• **What you are asked to do**
Repeat the entries below word for word, though any picture in them should be dropped.

• **Material for this exercise**
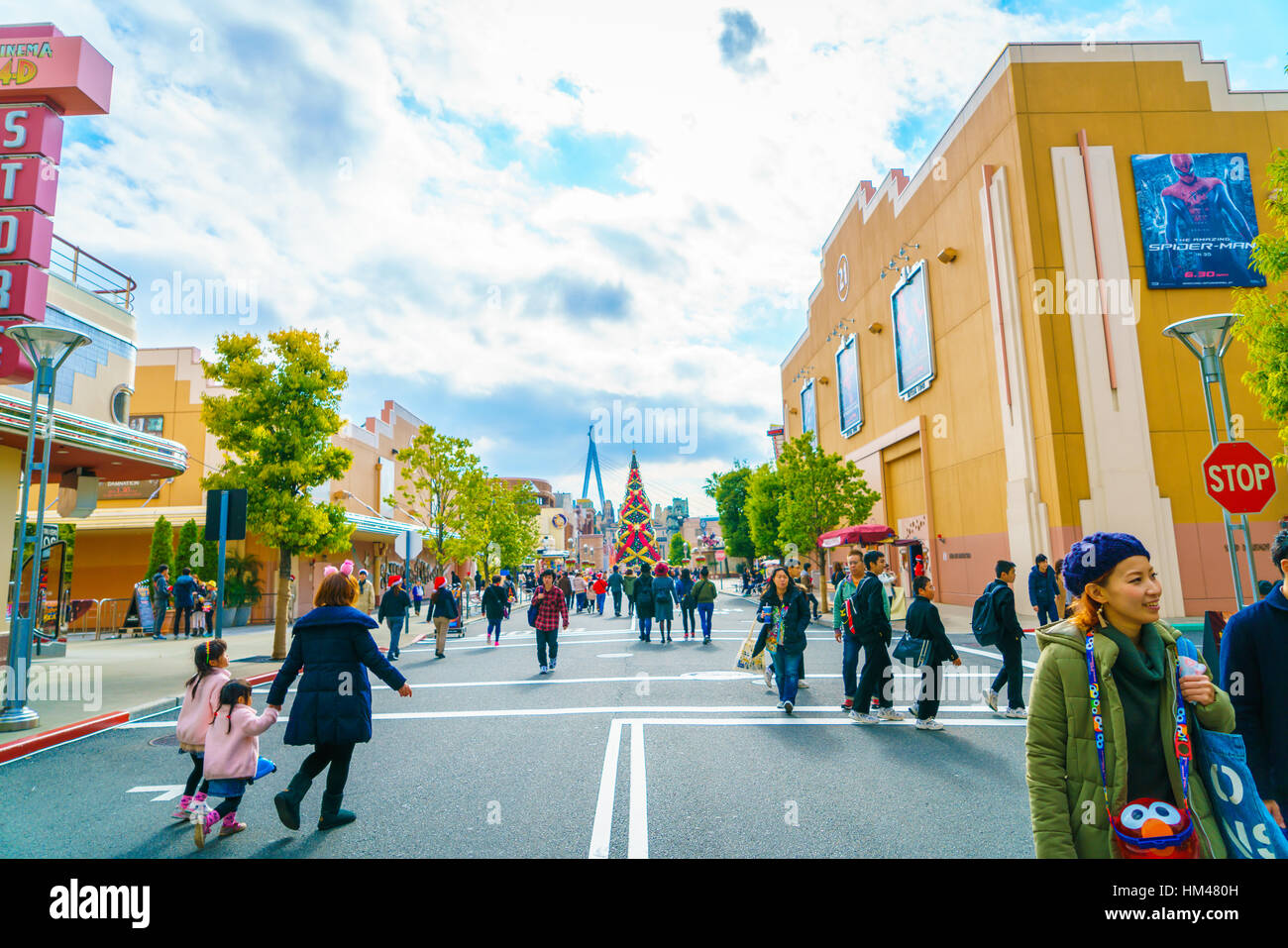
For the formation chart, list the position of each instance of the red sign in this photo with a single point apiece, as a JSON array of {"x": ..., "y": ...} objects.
[
  {"x": 26, "y": 236},
  {"x": 31, "y": 130},
  {"x": 1237, "y": 476},
  {"x": 22, "y": 292},
  {"x": 29, "y": 183}
]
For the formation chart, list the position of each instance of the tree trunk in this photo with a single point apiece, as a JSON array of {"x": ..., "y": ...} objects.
[{"x": 283, "y": 591}]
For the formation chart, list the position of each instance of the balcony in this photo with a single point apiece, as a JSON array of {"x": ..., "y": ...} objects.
[{"x": 90, "y": 274}]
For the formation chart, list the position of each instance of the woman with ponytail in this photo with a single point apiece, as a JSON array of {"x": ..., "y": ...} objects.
[
  {"x": 1109, "y": 766},
  {"x": 200, "y": 700}
]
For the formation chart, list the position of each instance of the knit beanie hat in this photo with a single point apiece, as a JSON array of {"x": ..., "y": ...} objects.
[{"x": 1093, "y": 557}]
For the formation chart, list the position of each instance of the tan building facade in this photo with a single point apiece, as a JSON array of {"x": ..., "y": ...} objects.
[{"x": 1038, "y": 420}]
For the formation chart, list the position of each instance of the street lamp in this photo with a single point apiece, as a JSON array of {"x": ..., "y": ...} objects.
[
  {"x": 1209, "y": 338},
  {"x": 47, "y": 348}
]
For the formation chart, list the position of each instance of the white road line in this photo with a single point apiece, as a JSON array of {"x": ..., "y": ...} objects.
[
  {"x": 601, "y": 831},
  {"x": 636, "y": 843},
  {"x": 603, "y": 710}
]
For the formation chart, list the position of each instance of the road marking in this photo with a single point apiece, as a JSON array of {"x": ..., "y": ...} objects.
[
  {"x": 167, "y": 791},
  {"x": 600, "y": 832},
  {"x": 636, "y": 840}
]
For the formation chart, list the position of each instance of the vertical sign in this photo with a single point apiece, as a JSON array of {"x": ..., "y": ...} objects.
[{"x": 43, "y": 76}]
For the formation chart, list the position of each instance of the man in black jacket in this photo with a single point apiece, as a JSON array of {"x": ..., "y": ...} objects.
[
  {"x": 1010, "y": 638},
  {"x": 1253, "y": 670},
  {"x": 923, "y": 622},
  {"x": 872, "y": 627}
]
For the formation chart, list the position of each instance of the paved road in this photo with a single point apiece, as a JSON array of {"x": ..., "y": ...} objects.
[{"x": 625, "y": 750}]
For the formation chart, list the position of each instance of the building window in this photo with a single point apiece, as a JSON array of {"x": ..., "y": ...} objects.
[
  {"x": 121, "y": 404},
  {"x": 149, "y": 424}
]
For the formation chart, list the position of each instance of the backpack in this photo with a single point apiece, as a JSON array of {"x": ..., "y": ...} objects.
[{"x": 983, "y": 618}]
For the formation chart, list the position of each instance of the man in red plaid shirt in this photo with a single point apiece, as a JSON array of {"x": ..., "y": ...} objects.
[{"x": 552, "y": 607}]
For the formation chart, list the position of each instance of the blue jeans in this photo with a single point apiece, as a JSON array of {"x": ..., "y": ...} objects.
[
  {"x": 704, "y": 617},
  {"x": 787, "y": 670},
  {"x": 395, "y": 623},
  {"x": 850, "y": 664}
]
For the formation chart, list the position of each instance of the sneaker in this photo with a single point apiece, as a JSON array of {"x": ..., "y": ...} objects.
[{"x": 205, "y": 826}]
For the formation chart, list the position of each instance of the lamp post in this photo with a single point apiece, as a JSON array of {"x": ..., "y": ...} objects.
[
  {"x": 47, "y": 348},
  {"x": 1209, "y": 338}
]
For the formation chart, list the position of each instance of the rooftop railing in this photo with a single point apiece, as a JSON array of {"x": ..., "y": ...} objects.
[{"x": 86, "y": 272}]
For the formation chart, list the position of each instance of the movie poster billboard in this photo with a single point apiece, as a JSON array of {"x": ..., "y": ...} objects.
[
  {"x": 848, "y": 390},
  {"x": 913, "y": 348},
  {"x": 809, "y": 415},
  {"x": 1197, "y": 219}
]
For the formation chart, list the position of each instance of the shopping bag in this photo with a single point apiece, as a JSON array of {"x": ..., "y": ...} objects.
[
  {"x": 1222, "y": 762},
  {"x": 746, "y": 662}
]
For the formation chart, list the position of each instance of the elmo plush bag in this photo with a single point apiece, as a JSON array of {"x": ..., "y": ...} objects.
[{"x": 1222, "y": 763}]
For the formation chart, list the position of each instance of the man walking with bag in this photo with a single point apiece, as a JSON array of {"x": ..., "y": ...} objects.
[
  {"x": 872, "y": 627},
  {"x": 1010, "y": 642}
]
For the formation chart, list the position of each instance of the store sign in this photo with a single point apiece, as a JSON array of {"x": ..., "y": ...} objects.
[
  {"x": 38, "y": 64},
  {"x": 1198, "y": 219}
]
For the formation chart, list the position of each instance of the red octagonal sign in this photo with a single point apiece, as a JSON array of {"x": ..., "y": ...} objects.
[{"x": 1237, "y": 476}]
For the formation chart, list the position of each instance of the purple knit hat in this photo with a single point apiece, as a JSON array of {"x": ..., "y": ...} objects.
[{"x": 1093, "y": 557}]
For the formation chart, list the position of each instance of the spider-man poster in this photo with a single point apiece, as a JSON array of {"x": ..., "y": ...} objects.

• **Task answer**
For the formation chart, list the position of each instance of the red sign in this photo with a single point apiece, as a JSON array of {"x": ..., "y": ...} objects.
[
  {"x": 26, "y": 236},
  {"x": 31, "y": 130},
  {"x": 1237, "y": 476},
  {"x": 22, "y": 292},
  {"x": 29, "y": 183}
]
For the formation chart, list the position of each instance of the tree trunk in this photo with a single point apiece, as a JSON array of {"x": ..., "y": ...} objects.
[{"x": 283, "y": 591}]
For the formation chart, list the position of each instance of the balcony in this photo with a single point apiece, as a JSON array of {"x": ..., "y": ...} objects.
[{"x": 90, "y": 274}]
For the formation chart, list the position of each instance of the woman with ponytail in this photo with a single point apiece, as a JSON array of {"x": ..., "y": ...} objects.
[
  {"x": 1109, "y": 766},
  {"x": 200, "y": 700}
]
For the formation chart, list the position of each instance of the knit beanie hat in this photo with a single point apiece, as a JSON array of {"x": ..., "y": ...} objects.
[{"x": 1093, "y": 557}]
For the formation chart, list the position of each instance of the tan building facade in this photo with a single point apiece, as a JSON array of {"x": ..., "y": ...} objects.
[{"x": 1038, "y": 420}]
For the formation chart, list the position of each instance of the street lamp in this photo with a single point apiece, as a JSON array of {"x": ..., "y": ...} objects.
[
  {"x": 1209, "y": 338},
  {"x": 47, "y": 348}
]
For the formation chart, list the position of each instance of the white road line in this photo with a single point apiece, as a JSON array of {"x": ..., "y": ...} objects.
[
  {"x": 601, "y": 831},
  {"x": 636, "y": 843},
  {"x": 603, "y": 710}
]
For the formation chart, list the position of each instance of the road marking in this photo with a single point apiece, as a JSON array of {"x": ..., "y": ...} objects.
[
  {"x": 167, "y": 791},
  {"x": 600, "y": 832},
  {"x": 636, "y": 840}
]
For the formation chart, list the position of each instance of the vertical sign in this photo with a single point apiece, as a JSON array of {"x": ..., "y": ...} objects.
[{"x": 43, "y": 76}]
For the formation chart, list the position of each instance of the man in black jacket in this photo with a single point apiece, as a JSON array of {"x": ..., "y": ...} objects.
[
  {"x": 1010, "y": 638},
  {"x": 1253, "y": 670},
  {"x": 923, "y": 622},
  {"x": 872, "y": 627}
]
For the formation chart, list the position of each instance of the paved road in this photo with a single point apiece, as a JSON array of {"x": ..., "y": ...} objects.
[{"x": 625, "y": 750}]
For the formation chart, list the position of each instance of the building window in this photo with a single point apiece, as a JSON array of {"x": ..., "y": ...} objects.
[
  {"x": 121, "y": 404},
  {"x": 149, "y": 424}
]
For the formation chart, list the position of each instance of the backpack in this photo with a single point apiece, as a JSON array of {"x": ..., "y": ...} objects.
[{"x": 983, "y": 618}]
For the formation chart, list the position of each instance of the man in red plaid shirt in this photo with a single point apiece, as a JSON array of {"x": ..., "y": ...} objects.
[{"x": 552, "y": 607}]
For the formation chart, list the position of each instance of the blue jeans in this photo with a single point apiece, as a JSON array of {"x": ..., "y": ...} objects.
[
  {"x": 704, "y": 617},
  {"x": 787, "y": 670},
  {"x": 395, "y": 623},
  {"x": 850, "y": 664}
]
For the formation chart, list the position of each instance of the sneaker in this photo with a single point apiece, as a JSON array of {"x": ..., "y": ...} objects.
[{"x": 205, "y": 826}]
For the formation chart, list the position of each instance of the lamp post in this photo with a single point apiece, as a JSON array of {"x": ..., "y": ...} objects.
[
  {"x": 47, "y": 348},
  {"x": 1209, "y": 338}
]
For the formation chart, list the position of each instance of the rooftop railing in this photo with a single point apiece, as a JSON array of {"x": ..., "y": ...} objects.
[{"x": 86, "y": 272}]
For the formation chart, list the position of each instance of the movie poster billboard in this photo with a single point apiece, as a JSON array of {"x": ..., "y": ...} objects.
[
  {"x": 848, "y": 390},
  {"x": 913, "y": 348},
  {"x": 809, "y": 415},
  {"x": 1197, "y": 219}
]
For the formation chart, list the position of each instance of the shopping bag in this photo with a single point apiece, as a JSON array of {"x": ..., "y": ...} objects.
[
  {"x": 1222, "y": 762},
  {"x": 746, "y": 662}
]
For the formation chart, list the position of each instance of the elmo plush bag in this photo with a single point apiece, as a JSON array of {"x": ..., "y": ...} objects.
[{"x": 1222, "y": 763}]
For the formation chart, list the position of each instance of the man walking with bag in this photo with a single point apiece, as a JSON array of {"x": ..., "y": ...} objects.
[
  {"x": 872, "y": 627},
  {"x": 1010, "y": 642}
]
For the formation chart, list the position of each instance of the store sign in this photo with a single point apiece, as a JSON array of {"x": ..., "y": ...} objects.
[
  {"x": 38, "y": 64},
  {"x": 1198, "y": 219}
]
For the formation chart, list the position of each instance of the red octagonal sign in this photo with a single point apiece, as a JSON array of {"x": ..., "y": ...} objects.
[{"x": 1237, "y": 476}]
For the formation chart, list the position of each instance of the purple knit hat in this photo with a single point apiece, as a JSON array of {"x": ..., "y": ...} objects.
[{"x": 1093, "y": 557}]
For the formation chart, list the position of each instance of the spider-man poster in this photo with a single point apiece, as a JSON array of {"x": ..., "y": ...} objects.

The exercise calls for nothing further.